_Task objective_
In the forum thread comparing English and American labs, write out word for word the passage from "## stonebroke (Dec" up to and including "or English bred.".

_Quoted text_
::::::

# English Bred labs vs. American Bred Labs



## stonebroke (Dec 16, 2004)

I'm curious... I see ads for "English Labs". What exactly is the difference between American Bred and English Bred? I've never owned a Lab......seen a lot of them, of course, but I have no idea if the ones I've seen are American or English bred.

My take is that the English Labs are blockier built....the pictures look like they have blockier heads, are a little shorter in the leg, more muscular, etc.. I've read that they are not geared as high as the American Bred dogs......they are more bidable and are easier going than American Bred Labs. I know it's difficult to generalize, but is my take on the differences close or no?

And no, I'm not looking to get a lab pup.....If I had my way I'd probably have a dog of each breed... I love them All, but "Eight is Enough"!!! :beer: I was just curious if what I see and read is accurate, or not. Oddly enough, I get a lot of people who contact me asking if I know of anyone who has labs for sale..... I'm just trying to educate myself here to hopefully point them in the right direction.


----------



## gonedoggin (Mar 20, 2008)

Basically it's a product of "you get what you measure". The British field trial format is fundamentally different from the U.S. The British dogs are expected to sit absolutely still on a line w/ all the other contesting dogs while the marks are thrown. Any movement at all gets dogs thrown out. This is a much higher standard for line manners than U.S. dogs are subjected to.

On the other hand, U.S. trial dogs are held to a higher standard in terms of straight lines and distance. I've never owned a British bred lab but I can attest that my best American dogs, while impressive when I needed them to make really difficult retrieves, were often not as pleasant to have in the blind on a slow day as the Golden I currently own.

That being said, I now insist on a very high obedience standard w/ even young pups. When I had my hard charging labs, I was told "you can always take it out of them but you can't put it back". I think that phrase causes a lot of misery for a lot of dog owners. Many of today's labs are too tough to let them coast for their puppyhood and then try to correct bad habits. If I was working w/ labs today, I'd use clicker/positive reinforcement in the beginning and keep my obedience standards very high. When I transitioned to the e-collar, I'd be careful not to use "nagging" incremental corrections. I'd make the concepts very clear and burn hard when the dog showed a lack of effort. (Not for mistakes of course)

If I get another lab, I'll probably give the British dogs a good look.


----------



## USAlx50 (Nov 30, 2004)

Oh boy, here we go again... The "gentlemens gun dog" (







)

::::::

_Supplied information_
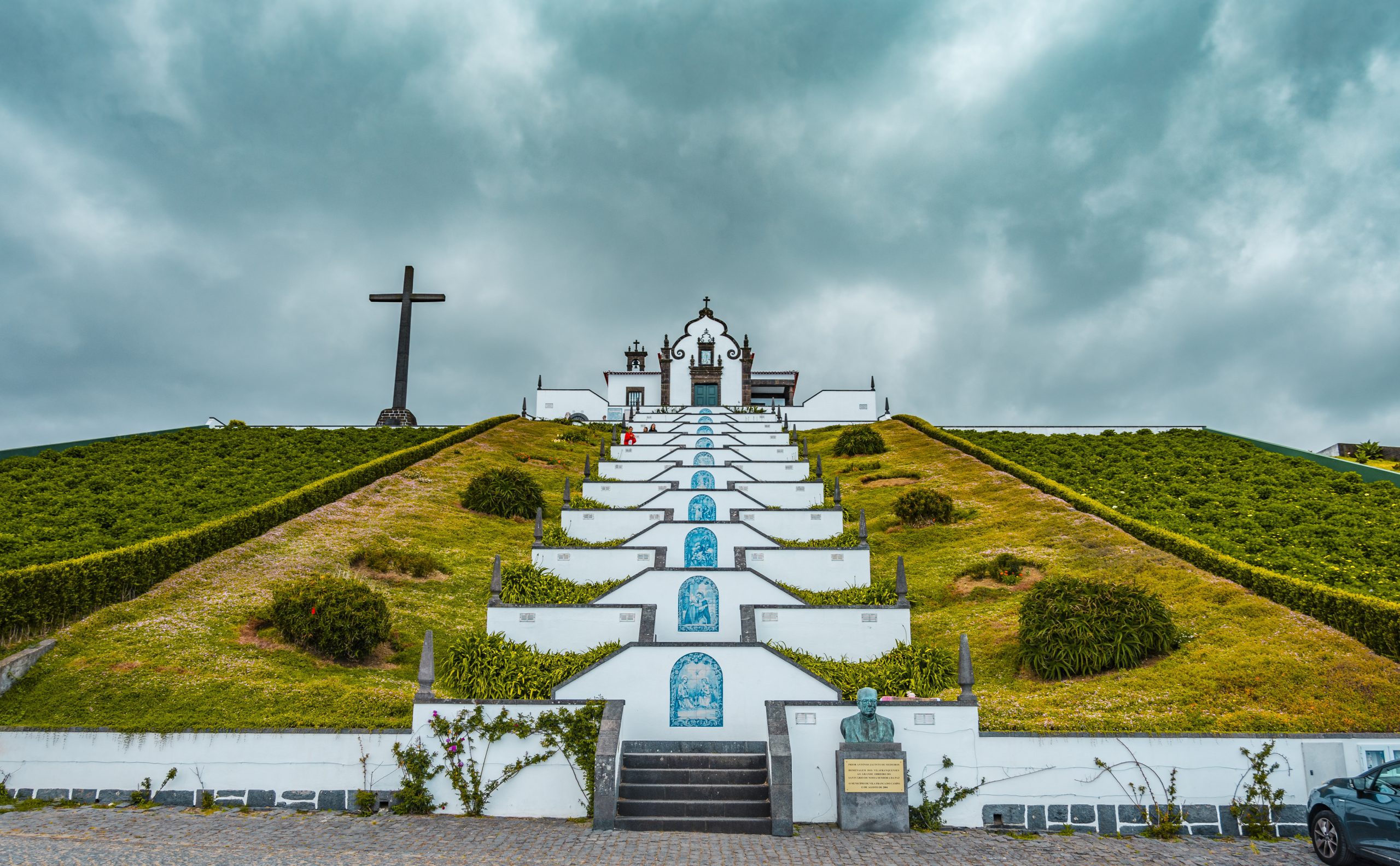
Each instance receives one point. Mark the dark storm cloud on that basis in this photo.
(1098, 212)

::::::

_Solved exercise_
## stonebroke (Dec 16, 2004)

I'm curious... I see ads for "English Labs". What exactly is the difference between American Bred and English Bred? I've never owned a Lab......seen a lot of them, of course, but I have no idea if the ones I've seen are American or English bred.